┌────────

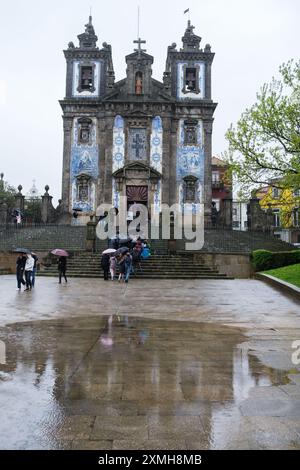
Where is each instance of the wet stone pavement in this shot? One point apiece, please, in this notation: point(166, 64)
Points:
point(150, 365)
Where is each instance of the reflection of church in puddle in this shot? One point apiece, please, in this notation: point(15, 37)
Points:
point(139, 137)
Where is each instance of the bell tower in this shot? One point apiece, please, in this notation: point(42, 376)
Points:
point(90, 76)
point(187, 79)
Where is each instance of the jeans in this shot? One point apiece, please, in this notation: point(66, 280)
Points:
point(28, 277)
point(20, 279)
point(127, 272)
point(33, 277)
point(62, 273)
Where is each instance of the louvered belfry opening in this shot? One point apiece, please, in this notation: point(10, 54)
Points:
point(137, 194)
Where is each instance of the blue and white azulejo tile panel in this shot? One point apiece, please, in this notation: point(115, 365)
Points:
point(118, 159)
point(156, 144)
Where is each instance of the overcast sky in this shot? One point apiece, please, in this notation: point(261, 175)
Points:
point(250, 39)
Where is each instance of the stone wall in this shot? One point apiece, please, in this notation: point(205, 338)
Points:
point(8, 260)
point(233, 264)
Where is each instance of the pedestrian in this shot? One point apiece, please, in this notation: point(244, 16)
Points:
point(62, 268)
point(128, 266)
point(28, 271)
point(112, 267)
point(20, 268)
point(122, 268)
point(34, 268)
point(105, 265)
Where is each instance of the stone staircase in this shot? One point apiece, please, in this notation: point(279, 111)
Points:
point(156, 267)
point(73, 238)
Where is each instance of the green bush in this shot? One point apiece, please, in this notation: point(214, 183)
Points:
point(262, 260)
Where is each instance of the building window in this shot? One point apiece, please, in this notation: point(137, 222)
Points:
point(84, 134)
point(276, 215)
point(275, 193)
point(191, 80)
point(296, 217)
point(138, 83)
point(215, 177)
point(190, 189)
point(83, 188)
point(137, 145)
point(86, 78)
point(190, 132)
point(217, 203)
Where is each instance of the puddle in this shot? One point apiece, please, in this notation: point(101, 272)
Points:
point(98, 379)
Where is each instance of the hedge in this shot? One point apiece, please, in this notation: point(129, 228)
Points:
point(262, 260)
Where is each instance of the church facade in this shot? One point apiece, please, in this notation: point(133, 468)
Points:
point(138, 137)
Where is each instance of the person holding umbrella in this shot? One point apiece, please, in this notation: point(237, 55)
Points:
point(62, 268)
point(122, 267)
point(20, 267)
point(62, 263)
point(29, 265)
point(105, 265)
point(34, 268)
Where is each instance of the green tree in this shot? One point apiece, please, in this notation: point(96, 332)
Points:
point(264, 146)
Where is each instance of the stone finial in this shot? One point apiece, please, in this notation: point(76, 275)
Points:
point(88, 39)
point(190, 41)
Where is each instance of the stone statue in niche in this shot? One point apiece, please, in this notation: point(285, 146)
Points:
point(138, 84)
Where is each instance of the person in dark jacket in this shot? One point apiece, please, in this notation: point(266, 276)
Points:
point(62, 268)
point(20, 267)
point(34, 268)
point(105, 266)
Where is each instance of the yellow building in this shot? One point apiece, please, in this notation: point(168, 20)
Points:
point(285, 204)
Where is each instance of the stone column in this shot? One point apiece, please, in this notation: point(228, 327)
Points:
point(227, 212)
point(91, 235)
point(207, 128)
point(47, 208)
point(208, 81)
point(19, 198)
point(166, 182)
point(256, 214)
point(106, 169)
point(173, 162)
point(66, 171)
point(3, 212)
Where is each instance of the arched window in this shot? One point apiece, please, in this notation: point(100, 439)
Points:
point(138, 83)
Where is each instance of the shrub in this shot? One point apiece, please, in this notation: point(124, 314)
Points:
point(262, 260)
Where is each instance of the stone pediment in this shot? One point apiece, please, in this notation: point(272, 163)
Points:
point(119, 93)
point(137, 170)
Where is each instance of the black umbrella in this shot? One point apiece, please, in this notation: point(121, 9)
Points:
point(122, 250)
point(124, 241)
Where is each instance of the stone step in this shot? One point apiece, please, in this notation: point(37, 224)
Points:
point(148, 276)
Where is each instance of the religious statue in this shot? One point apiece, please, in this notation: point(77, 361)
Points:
point(138, 85)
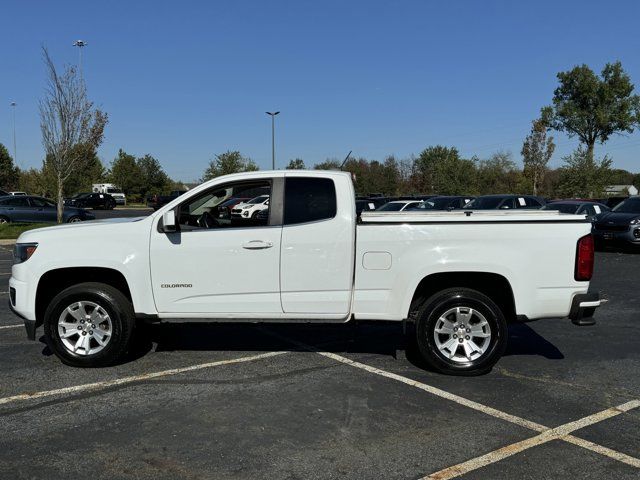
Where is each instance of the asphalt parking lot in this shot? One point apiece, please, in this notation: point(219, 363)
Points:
point(347, 401)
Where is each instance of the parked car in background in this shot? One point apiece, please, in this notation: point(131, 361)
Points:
point(505, 202)
point(364, 206)
point(313, 262)
point(611, 201)
point(577, 207)
point(444, 202)
point(621, 225)
point(102, 201)
point(224, 209)
point(158, 201)
point(250, 208)
point(398, 205)
point(32, 209)
point(112, 190)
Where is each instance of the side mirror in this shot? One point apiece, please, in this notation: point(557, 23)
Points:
point(169, 224)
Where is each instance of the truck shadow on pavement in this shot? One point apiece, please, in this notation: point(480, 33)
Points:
point(376, 338)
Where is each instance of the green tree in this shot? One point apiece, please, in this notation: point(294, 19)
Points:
point(296, 164)
point(227, 163)
point(81, 180)
point(582, 175)
point(498, 174)
point(125, 173)
point(619, 176)
point(593, 108)
point(536, 153)
point(154, 179)
point(9, 173)
point(71, 128)
point(33, 182)
point(442, 171)
point(328, 164)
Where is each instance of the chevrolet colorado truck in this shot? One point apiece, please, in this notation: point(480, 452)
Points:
point(459, 276)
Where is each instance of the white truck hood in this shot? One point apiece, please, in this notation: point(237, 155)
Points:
point(68, 229)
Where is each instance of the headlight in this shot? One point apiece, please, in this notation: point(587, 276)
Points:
point(23, 251)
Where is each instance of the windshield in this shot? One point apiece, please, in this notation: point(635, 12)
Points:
point(484, 203)
point(259, 199)
point(391, 207)
point(562, 207)
point(630, 205)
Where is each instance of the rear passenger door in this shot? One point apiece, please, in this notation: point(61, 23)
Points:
point(318, 243)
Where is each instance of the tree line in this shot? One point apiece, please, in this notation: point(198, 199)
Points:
point(585, 105)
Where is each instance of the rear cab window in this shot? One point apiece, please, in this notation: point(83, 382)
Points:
point(309, 199)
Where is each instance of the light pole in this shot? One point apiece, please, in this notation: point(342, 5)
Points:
point(80, 44)
point(15, 156)
point(273, 138)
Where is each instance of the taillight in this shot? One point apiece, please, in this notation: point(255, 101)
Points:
point(584, 259)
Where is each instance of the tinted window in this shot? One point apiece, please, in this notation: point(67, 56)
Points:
point(630, 205)
point(16, 202)
point(41, 202)
point(206, 211)
point(309, 200)
point(391, 207)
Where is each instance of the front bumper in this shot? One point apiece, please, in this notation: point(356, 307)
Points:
point(583, 307)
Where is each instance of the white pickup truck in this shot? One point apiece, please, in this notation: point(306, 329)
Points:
point(458, 276)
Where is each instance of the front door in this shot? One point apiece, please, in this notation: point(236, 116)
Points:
point(211, 268)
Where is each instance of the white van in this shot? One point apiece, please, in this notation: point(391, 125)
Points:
point(112, 190)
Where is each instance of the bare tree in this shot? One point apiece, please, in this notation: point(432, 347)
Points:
point(536, 152)
point(71, 127)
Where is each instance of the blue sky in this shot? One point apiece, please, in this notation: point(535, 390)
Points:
point(185, 80)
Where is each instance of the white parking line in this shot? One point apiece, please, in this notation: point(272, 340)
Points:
point(594, 447)
point(11, 326)
point(557, 433)
point(134, 378)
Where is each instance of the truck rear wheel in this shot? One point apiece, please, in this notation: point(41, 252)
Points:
point(460, 331)
point(89, 325)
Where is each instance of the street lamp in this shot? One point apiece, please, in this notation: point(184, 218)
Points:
point(273, 138)
point(80, 44)
point(13, 107)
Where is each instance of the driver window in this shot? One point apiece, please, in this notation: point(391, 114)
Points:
point(242, 204)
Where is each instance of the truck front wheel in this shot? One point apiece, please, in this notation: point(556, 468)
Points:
point(89, 325)
point(461, 332)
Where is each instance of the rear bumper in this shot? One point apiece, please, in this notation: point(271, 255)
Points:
point(630, 236)
point(583, 307)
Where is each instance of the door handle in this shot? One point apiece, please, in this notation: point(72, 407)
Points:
point(257, 245)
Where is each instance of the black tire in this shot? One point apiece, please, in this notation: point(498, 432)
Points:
point(428, 318)
point(110, 299)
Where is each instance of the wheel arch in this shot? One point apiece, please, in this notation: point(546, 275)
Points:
point(493, 285)
point(54, 281)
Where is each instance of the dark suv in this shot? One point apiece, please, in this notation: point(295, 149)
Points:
point(505, 202)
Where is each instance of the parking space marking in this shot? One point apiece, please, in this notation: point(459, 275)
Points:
point(594, 447)
point(11, 326)
point(134, 378)
point(557, 433)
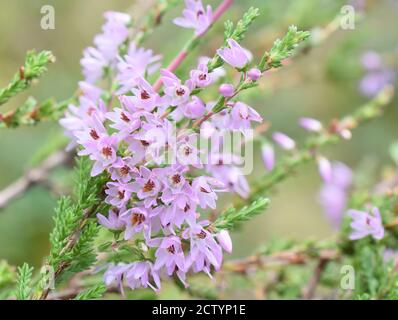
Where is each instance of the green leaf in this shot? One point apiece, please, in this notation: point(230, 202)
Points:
point(232, 218)
point(24, 278)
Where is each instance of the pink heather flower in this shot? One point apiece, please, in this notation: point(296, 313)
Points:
point(203, 187)
point(365, 224)
point(175, 92)
point(102, 151)
point(371, 61)
point(254, 74)
point(284, 141)
point(268, 155)
point(113, 221)
point(227, 90)
point(137, 63)
point(124, 121)
point(123, 170)
point(325, 169)
point(140, 274)
point(224, 239)
point(201, 76)
point(216, 73)
point(118, 194)
point(90, 91)
point(242, 115)
point(144, 96)
point(204, 250)
point(147, 186)
point(136, 220)
point(93, 64)
point(115, 274)
point(170, 256)
point(334, 193)
point(193, 109)
point(195, 16)
point(235, 55)
point(310, 124)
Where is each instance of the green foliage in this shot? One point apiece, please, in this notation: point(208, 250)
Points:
point(231, 218)
point(237, 33)
point(95, 292)
point(283, 49)
point(24, 278)
point(72, 238)
point(35, 65)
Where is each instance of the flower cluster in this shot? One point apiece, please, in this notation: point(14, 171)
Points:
point(156, 199)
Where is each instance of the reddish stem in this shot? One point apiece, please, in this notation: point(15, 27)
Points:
point(224, 6)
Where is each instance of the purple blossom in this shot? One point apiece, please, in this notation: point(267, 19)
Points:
point(193, 109)
point(201, 76)
point(195, 16)
point(311, 124)
point(224, 239)
point(235, 55)
point(227, 90)
point(242, 115)
point(334, 193)
point(175, 92)
point(204, 250)
point(268, 155)
point(118, 194)
point(113, 220)
point(254, 74)
point(284, 141)
point(136, 63)
point(140, 274)
point(366, 224)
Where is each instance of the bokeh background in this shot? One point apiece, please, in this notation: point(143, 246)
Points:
point(322, 84)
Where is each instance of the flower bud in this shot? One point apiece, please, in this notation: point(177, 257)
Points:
point(227, 90)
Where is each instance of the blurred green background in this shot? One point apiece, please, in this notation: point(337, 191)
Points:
point(322, 84)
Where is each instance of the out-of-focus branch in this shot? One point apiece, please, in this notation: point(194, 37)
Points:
point(191, 44)
point(33, 177)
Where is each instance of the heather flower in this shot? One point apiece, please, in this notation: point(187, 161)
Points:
point(204, 190)
point(268, 155)
point(115, 274)
point(311, 124)
point(170, 256)
point(325, 169)
point(193, 109)
point(235, 55)
point(334, 193)
point(102, 151)
point(284, 141)
point(242, 115)
point(365, 224)
point(147, 186)
point(144, 96)
point(113, 221)
point(118, 194)
point(195, 16)
point(204, 250)
point(175, 92)
point(136, 220)
point(93, 64)
point(123, 169)
point(140, 274)
point(374, 82)
point(254, 74)
point(224, 239)
point(227, 90)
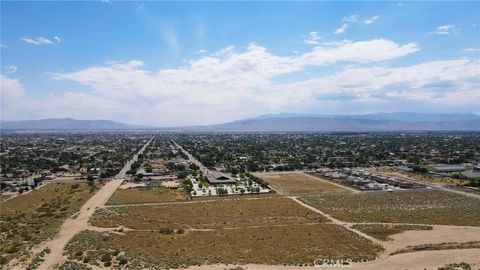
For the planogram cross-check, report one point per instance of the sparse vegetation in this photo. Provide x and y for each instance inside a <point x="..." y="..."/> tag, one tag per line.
<point x="422" y="207"/>
<point x="36" y="216"/>
<point x="152" y="195"/>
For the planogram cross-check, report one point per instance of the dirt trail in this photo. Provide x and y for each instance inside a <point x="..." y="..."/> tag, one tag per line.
<point x="79" y="222"/>
<point x="332" y="183"/>
<point x="336" y="221"/>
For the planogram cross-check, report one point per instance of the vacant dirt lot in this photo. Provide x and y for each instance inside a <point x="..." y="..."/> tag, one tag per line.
<point x="153" y="195"/>
<point x="207" y="214"/>
<point x="31" y="218"/>
<point x="300" y="184"/>
<point x="383" y="232"/>
<point x="289" y="245"/>
<point x="417" y="207"/>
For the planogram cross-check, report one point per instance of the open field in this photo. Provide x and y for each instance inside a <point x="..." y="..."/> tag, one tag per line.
<point x="300" y="183"/>
<point x="440" y="180"/>
<point x="290" y="245"/>
<point x="207" y="214"/>
<point x="417" y="207"/>
<point x="31" y="218"/>
<point x="383" y="232"/>
<point x="153" y="195"/>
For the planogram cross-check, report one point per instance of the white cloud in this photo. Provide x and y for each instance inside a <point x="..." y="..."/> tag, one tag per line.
<point x="445" y="30"/>
<point x="42" y="40"/>
<point x="201" y="51"/>
<point x="312" y="39"/>
<point x="351" y="18"/>
<point x="342" y="29"/>
<point x="471" y="49"/>
<point x="11" y="69"/>
<point x="230" y="84"/>
<point x="371" y="20"/>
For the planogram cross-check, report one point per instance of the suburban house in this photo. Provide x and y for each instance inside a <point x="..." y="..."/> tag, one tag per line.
<point x="215" y="177"/>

└────────

EXERCISE REQUIREMENTS: Reproduce without change every line of the entries above, from the one containing "of the sparse" through the last.

RESPONSE TO THE EXERCISE:
For the planogram cross-check, report one point per instance of the sparse vegetation in this photo. Provide x and y for each instance inside a <point x="..." y="..."/> tag, one tag per line.
<point x="422" y="207"/>
<point x="36" y="216"/>
<point x="152" y="195"/>
For the planogram cross-check, report one point per instance of the dirt trail in this photo. Provide x and y for each instance inside a <point x="..." y="..."/> tag, one tag per line.
<point x="79" y="222"/>
<point x="332" y="183"/>
<point x="336" y="221"/>
For the planogram cross-check, report one point per instance of the vacant dirt lot in this photo. Provide x and y for each instance inside a <point x="..." y="..."/> tag, one tag per line.
<point x="153" y="195"/>
<point x="207" y="214"/>
<point x="31" y="218"/>
<point x="300" y="184"/>
<point x="383" y="232"/>
<point x="289" y="245"/>
<point x="417" y="207"/>
For the planogram cross-check, report one point per instance of the open field in this photo. Provide x and y for each instance inside a <point x="..." y="..."/> tag, one tag per line.
<point x="300" y="183"/>
<point x="440" y="180"/>
<point x="290" y="245"/>
<point x="207" y="214"/>
<point x="417" y="207"/>
<point x="31" y="218"/>
<point x="383" y="232"/>
<point x="153" y="195"/>
For the planogram cross-check, report one point per instance of the white cloud in this photo. Provide x and y for each instance inside a <point x="..." y="..."/> tag, one tag per line.
<point x="445" y="30"/>
<point x="42" y="40"/>
<point x="201" y="51"/>
<point x="312" y="39"/>
<point x="351" y="18"/>
<point x="342" y="29"/>
<point x="471" y="49"/>
<point x="11" y="69"/>
<point x="230" y="84"/>
<point x="371" y="20"/>
For the planogram cross-check, report one point per instance of the suburban house in this photo. Provide x and y for each instance inside a <point x="..." y="..."/> tag, one tag per line.
<point x="215" y="177"/>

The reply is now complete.